:: Exercise directions ::
Whenever the string "light" turns up in a line of the data below, copy that line.

[[ The records, beginning ]]

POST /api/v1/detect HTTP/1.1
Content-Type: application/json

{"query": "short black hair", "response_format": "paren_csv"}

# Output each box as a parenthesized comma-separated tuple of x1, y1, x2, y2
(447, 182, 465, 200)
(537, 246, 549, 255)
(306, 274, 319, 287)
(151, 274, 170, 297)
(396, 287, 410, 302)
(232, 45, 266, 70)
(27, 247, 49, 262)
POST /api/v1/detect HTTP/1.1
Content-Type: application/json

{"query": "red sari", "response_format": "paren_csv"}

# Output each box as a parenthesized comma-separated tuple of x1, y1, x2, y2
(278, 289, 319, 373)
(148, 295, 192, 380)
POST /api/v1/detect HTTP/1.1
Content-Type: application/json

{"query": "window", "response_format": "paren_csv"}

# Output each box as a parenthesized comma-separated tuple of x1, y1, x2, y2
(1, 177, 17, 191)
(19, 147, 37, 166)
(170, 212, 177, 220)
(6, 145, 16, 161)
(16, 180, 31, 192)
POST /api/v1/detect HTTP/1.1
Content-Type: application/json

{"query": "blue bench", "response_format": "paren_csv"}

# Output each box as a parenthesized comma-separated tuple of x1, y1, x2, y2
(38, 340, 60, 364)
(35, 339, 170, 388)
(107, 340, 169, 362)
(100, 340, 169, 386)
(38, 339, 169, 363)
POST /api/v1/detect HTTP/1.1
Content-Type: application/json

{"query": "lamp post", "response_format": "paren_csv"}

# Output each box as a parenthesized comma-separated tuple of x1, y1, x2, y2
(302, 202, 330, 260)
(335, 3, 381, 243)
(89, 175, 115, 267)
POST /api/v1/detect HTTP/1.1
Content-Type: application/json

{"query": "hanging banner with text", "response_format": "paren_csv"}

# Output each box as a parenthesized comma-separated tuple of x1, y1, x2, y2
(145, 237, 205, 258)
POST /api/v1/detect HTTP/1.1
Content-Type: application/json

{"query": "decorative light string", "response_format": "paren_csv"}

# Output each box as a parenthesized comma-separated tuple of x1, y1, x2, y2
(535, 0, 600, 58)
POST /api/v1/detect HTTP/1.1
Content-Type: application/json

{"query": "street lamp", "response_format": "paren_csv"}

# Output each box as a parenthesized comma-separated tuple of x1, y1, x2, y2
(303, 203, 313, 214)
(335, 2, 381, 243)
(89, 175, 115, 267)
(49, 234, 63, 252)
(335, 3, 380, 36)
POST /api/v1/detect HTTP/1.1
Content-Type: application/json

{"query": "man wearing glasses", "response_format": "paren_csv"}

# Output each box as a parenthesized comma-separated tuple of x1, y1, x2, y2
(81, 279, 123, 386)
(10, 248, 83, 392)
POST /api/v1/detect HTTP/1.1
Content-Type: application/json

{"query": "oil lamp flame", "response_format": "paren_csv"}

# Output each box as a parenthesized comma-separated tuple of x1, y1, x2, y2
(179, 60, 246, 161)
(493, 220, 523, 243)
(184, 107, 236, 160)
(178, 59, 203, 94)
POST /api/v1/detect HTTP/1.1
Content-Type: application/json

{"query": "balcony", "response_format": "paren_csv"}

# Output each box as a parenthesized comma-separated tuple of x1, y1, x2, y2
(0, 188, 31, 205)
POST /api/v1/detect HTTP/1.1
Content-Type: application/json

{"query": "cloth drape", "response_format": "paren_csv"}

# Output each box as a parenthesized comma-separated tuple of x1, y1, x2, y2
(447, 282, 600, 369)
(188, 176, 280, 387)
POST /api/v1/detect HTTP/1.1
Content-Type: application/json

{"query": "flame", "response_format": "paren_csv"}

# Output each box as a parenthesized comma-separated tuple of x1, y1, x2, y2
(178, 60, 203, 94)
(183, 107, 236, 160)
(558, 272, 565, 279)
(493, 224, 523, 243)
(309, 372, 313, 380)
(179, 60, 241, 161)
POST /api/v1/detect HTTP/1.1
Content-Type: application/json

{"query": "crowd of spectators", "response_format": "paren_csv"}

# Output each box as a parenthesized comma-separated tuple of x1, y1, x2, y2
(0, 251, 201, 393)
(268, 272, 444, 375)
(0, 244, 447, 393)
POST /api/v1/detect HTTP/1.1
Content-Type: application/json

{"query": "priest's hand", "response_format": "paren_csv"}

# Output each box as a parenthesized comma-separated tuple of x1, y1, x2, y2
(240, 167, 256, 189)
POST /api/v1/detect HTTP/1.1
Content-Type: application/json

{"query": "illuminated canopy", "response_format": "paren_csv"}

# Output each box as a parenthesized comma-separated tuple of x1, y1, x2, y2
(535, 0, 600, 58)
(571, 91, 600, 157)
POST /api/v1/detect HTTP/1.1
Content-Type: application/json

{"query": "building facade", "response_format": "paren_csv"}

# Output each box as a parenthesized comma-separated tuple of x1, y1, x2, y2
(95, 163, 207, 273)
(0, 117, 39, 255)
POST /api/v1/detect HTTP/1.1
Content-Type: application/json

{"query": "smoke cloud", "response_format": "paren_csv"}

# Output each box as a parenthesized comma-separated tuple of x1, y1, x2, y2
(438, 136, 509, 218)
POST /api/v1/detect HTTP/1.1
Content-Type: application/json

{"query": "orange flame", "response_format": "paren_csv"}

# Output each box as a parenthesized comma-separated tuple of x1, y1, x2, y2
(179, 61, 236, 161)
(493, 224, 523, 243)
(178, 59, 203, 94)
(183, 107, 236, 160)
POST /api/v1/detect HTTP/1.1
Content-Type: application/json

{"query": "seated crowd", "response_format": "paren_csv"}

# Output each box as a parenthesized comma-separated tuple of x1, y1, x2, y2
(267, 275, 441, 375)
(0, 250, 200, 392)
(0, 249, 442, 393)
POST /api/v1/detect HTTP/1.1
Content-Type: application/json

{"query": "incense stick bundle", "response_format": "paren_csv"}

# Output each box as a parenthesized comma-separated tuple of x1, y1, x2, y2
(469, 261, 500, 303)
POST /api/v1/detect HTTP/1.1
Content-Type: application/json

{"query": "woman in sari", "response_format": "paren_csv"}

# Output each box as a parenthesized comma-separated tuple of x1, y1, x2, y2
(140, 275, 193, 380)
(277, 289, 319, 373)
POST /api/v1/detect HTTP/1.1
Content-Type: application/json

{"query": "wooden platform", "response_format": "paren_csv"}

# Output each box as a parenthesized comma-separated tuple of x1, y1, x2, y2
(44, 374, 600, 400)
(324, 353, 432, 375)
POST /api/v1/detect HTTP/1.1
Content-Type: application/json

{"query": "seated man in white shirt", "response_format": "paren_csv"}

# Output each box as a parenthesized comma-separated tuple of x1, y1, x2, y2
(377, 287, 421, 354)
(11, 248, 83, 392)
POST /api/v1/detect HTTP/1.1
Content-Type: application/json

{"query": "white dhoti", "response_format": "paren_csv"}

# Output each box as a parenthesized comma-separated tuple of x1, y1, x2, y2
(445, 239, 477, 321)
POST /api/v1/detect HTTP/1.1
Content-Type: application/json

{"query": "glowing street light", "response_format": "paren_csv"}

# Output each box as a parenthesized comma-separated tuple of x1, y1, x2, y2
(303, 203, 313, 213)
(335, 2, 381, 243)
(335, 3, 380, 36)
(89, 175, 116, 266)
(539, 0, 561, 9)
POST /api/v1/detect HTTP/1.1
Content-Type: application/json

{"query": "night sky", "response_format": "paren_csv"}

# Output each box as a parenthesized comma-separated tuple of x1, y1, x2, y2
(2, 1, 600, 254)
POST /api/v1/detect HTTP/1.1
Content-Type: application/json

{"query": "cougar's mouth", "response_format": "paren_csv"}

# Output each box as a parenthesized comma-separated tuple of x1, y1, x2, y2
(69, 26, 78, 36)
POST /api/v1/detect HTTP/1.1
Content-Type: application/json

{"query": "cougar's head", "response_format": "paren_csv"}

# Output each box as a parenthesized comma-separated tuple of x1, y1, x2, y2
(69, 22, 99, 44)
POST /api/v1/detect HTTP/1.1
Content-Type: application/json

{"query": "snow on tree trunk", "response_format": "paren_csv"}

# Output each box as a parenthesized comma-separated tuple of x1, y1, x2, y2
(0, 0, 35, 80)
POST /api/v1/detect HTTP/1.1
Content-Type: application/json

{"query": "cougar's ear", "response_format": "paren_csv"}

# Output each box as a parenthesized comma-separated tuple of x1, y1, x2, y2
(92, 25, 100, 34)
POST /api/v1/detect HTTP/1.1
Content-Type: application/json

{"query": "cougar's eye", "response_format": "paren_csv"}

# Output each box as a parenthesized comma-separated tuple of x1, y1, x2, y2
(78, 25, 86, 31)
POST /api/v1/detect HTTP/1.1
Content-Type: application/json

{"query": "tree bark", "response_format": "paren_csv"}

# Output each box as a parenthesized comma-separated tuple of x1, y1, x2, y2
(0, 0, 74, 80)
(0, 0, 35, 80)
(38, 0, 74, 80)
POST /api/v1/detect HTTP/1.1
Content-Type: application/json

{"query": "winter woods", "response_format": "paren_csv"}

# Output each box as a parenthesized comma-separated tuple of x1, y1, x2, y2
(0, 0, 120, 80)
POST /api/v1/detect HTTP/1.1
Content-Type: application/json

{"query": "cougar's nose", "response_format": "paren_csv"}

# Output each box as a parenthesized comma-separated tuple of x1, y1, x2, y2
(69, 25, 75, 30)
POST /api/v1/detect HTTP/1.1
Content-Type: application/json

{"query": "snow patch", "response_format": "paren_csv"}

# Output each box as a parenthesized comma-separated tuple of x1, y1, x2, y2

[[ The records, end ]]

:: Output for this exercise ::
{"query": "decorative light string", "response_format": "paren_csv"}
{"query": "glowing street light", "response_format": "paren_csv"}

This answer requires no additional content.